» **EXERCISE REQUIREMENTS**
Copy out the listing exactly.

» **RECORD EXTRACTS**

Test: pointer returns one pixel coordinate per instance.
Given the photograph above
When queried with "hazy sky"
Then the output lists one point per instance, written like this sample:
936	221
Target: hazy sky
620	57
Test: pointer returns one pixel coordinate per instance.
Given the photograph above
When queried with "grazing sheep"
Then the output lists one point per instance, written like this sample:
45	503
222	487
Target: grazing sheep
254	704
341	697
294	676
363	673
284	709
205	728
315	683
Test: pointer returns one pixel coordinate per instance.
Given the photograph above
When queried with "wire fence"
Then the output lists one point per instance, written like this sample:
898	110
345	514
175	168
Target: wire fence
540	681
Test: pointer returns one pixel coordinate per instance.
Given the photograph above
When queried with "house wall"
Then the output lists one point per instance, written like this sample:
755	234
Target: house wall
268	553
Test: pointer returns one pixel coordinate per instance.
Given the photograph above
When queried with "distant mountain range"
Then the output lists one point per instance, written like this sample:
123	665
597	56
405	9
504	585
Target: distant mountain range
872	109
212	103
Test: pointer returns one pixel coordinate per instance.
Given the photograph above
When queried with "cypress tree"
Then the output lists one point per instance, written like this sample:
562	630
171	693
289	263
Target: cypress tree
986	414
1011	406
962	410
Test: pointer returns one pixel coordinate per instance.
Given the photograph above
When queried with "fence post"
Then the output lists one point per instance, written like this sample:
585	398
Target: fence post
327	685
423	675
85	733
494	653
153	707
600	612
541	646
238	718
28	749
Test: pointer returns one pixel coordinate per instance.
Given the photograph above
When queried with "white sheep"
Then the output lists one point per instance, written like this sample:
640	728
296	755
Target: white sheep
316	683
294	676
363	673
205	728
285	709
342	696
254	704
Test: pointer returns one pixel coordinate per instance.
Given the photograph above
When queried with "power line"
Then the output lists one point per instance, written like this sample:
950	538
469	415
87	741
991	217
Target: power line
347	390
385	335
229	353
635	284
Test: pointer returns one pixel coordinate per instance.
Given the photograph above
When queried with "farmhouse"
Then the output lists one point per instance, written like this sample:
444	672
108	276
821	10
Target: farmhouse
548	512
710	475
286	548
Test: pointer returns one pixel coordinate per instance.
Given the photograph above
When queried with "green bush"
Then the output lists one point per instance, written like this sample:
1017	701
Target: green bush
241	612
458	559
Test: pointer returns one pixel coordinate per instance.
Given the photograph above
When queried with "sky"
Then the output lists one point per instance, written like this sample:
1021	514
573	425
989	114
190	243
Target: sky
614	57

» **REPLY**
Test: pointer returns one pixel coordinate per instance.
Given the photograph above
When queried with "hazy sky"
Then the output lists one point per instance, written like this sample:
936	221
Target: hazy sky
620	57
Test: pointer returns one pixel coordinate per instance.
Given the photograph above
When queried with "grazing sheep"
Then the output lists one point per instance, written like this sample:
45	503
222	487
Target: grazing sheep
254	704
341	697
294	676
363	673
284	709
205	728
315	683
Test: pointer returns one pixel coordinate per instance.
Given the photograph above
When queried with "wire fence"
Then the output lists one point per instance, written like this sample:
898	110
345	514
175	168
Target: wire fence
540	681
Test: pointer returns one pixel coordinate per instance.
Given the photograph above
When queried with "house wall"
Then the output lists one point per instance, written like this sample:
755	234
Target: house wall
268	553
Test: pointer returns one pixel coordinate per instance.
Given the photograph above
When queried with "distant mountain range"
Then the output lists one point per instance, written like this sample:
123	665
597	56
405	9
504	585
Target: distant mountain range
872	109
212	103
Test: pointer returns one pixel coordinate per instance.
Given the photograph above
When queried with "cypress tree"
Then the output lists one point per instance, written like this sample:
562	630
171	693
289	263
Target: cypress tree
986	414
1011	406
962	410
Test: pointer returns one pixel coordinate per instance.
Given the photograph above
When queried with "fence post"
Then the output lists one point per instance, written like this sample:
585	398
Target: fence post
327	685
423	675
85	733
494	653
153	707
600	612
541	646
238	718
28	749
Test: pointer returns one pixel coordinate per instance.
Given the photograph above
When queried with "white sheep"
Then the output lists one point per instance, written like this sample:
640	728
296	755
Target: white sheep
316	683
294	676
363	673
205	728
285	709
342	696
254	704
Test: pointer returns one pixel coordinate per instance.
Given the photograph above
When queried with "power line"
Then the output lists one point per instance, written like this sample:
950	538
469	415
87	741
991	217
Target: power line
347	390
385	335
229	353
635	284
Test: pointer returns one pixel coordinate per instance.
Given the photograph above
When queried with "farmhouse"
Then the output lists one point per instance, written like this sample:
444	672
108	276
821	10
Target: farmhouse
548	512
710	475
286	548
Test: pointer returns one pixel coordinate per instance.
Given the photograph above
When queried with "green bush"
Then the output lists one point per instance, written like this sample:
1017	701
Target: green bush
241	612
458	559
Test: pointer returns one pixel coordinate per instance.
Given the photograph above
When queried with "sky"
Then the output lists one point per instance, written like this sample:
1021	514
573	425
989	114
190	243
Target: sky
614	57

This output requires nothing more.